## EXERCISE BRIEF:
Write out every record below exactly as it appears.

## DATA SUPPLIED:

★ ★ ★ ★

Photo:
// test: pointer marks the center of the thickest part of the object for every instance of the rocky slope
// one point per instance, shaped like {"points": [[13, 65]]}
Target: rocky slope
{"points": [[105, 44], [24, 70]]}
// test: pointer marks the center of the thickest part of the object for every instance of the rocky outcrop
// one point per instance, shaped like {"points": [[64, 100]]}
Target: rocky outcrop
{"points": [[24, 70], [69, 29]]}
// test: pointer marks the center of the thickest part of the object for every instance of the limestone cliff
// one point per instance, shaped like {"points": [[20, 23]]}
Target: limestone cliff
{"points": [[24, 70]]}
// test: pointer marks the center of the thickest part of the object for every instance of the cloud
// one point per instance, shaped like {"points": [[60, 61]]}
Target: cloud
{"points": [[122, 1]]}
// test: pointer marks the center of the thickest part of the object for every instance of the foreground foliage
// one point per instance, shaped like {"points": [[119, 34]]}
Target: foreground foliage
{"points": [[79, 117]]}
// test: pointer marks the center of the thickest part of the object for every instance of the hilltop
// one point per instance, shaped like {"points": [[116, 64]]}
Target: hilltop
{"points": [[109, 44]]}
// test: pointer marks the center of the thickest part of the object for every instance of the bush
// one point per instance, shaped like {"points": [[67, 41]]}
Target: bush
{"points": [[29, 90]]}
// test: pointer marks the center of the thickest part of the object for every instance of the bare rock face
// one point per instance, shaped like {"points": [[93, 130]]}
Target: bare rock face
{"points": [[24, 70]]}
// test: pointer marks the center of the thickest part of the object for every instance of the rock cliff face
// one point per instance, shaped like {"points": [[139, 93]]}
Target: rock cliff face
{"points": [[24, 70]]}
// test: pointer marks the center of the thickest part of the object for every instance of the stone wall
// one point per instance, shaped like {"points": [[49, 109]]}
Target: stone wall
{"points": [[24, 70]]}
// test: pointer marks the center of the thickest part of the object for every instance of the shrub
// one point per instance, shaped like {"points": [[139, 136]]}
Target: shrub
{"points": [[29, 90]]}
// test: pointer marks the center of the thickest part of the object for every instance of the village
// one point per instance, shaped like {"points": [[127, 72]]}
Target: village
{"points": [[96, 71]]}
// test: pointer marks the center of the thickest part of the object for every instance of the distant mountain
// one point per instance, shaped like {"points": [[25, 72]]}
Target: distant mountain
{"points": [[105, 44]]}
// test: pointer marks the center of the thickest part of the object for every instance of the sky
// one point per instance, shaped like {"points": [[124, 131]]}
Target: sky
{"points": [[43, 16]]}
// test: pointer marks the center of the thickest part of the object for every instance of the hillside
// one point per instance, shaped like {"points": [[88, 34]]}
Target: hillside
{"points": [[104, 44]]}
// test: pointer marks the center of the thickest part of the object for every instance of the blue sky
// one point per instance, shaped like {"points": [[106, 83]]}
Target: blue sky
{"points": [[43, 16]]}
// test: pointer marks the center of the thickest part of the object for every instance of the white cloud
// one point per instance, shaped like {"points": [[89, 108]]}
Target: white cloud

★ ★ ★ ★

## EXERCISE SOLUTION:
Photo:
// test: pointer marks the center of the thickest part of the object for every instance of the rocky slope
// one point per instance, shaped like {"points": [[13, 65]]}
Target: rocky slope
{"points": [[105, 44], [24, 70]]}
// test: pointer marks the center of the thickest part of the object for every instance of the rocky outcrop
// one point per instance, shaped like {"points": [[64, 100]]}
Target: rocky outcrop
{"points": [[24, 70], [69, 29]]}
// test: pointer marks the center of the thickest part of the object for every instance of the limestone cliff
// one point per instance, shaped like {"points": [[20, 23]]}
Target: limestone cliff
{"points": [[24, 70]]}
// test: pointer marks the center of the thickest part of the object for every instance of the cloud
// one point per instance, shaped like {"points": [[60, 61]]}
Target: cloud
{"points": [[122, 1]]}
// test: pointer marks the center of the thickest part of the object for every instance of the foreground foliage
// one point per instance, shaped like {"points": [[119, 34]]}
Target: foreground foliage
{"points": [[79, 117]]}
// test: pointer marks the center of the thickest part of the object for every instance of the hilltop
// one point per instance, shaped like {"points": [[116, 64]]}
Target: hilltop
{"points": [[109, 44]]}
// test: pointer marks the center of the thickest part of the object for every instance of the bush
// one point per instance, shaped like {"points": [[67, 41]]}
Target: bush
{"points": [[29, 90]]}
// test: pointer marks the center of the thickest part of the object for every instance of the bare rock face
// one point per instance, shaped like {"points": [[93, 130]]}
Target: bare rock face
{"points": [[24, 70]]}
// test: pointer marks the center of the thickest part of the object for every instance of the rock cliff face
// one point per instance, shaped like {"points": [[139, 93]]}
Target: rock cliff face
{"points": [[24, 70]]}
// test: pointer marks the center of the thickest part of the object for every instance of the stone wall
// one point per instance, shaped like {"points": [[49, 109]]}
Target: stone wall
{"points": [[24, 70]]}
// test: pointer marks the center of the thickest part of the object for every instance of the shrub
// one point per instance, shaped like {"points": [[139, 136]]}
Target: shrub
{"points": [[29, 90]]}
// test: pointer marks the center of the thickest part of the object for every instance of the village
// one point per instance, shaped like {"points": [[127, 72]]}
Target: village
{"points": [[96, 71]]}
// test: pointer marks the center of the thickest part of the object for every instance of the distant mountain
// one point per instance, shaped like {"points": [[25, 72]]}
Target: distant mountain
{"points": [[105, 44]]}
// test: pointer marks the center of the thickest part of the object for every instance of the sky
// one point per instance, shaped like {"points": [[124, 131]]}
Target: sky
{"points": [[43, 16]]}
// test: pointer marks the center of the thickest part of the object for every instance of the hillside
// one point per instance, shaped like {"points": [[88, 34]]}
Target: hillside
{"points": [[104, 44]]}
// test: pointer marks the center of the thickest part of the object for every instance of the blue sky
// one point per instance, shaped like {"points": [[106, 83]]}
Target: blue sky
{"points": [[43, 16]]}
// test: pointer marks the center of the thickest part of the object for every instance of the white cloud
// one point per instance, shaped like {"points": [[89, 108]]}
Target: white cloud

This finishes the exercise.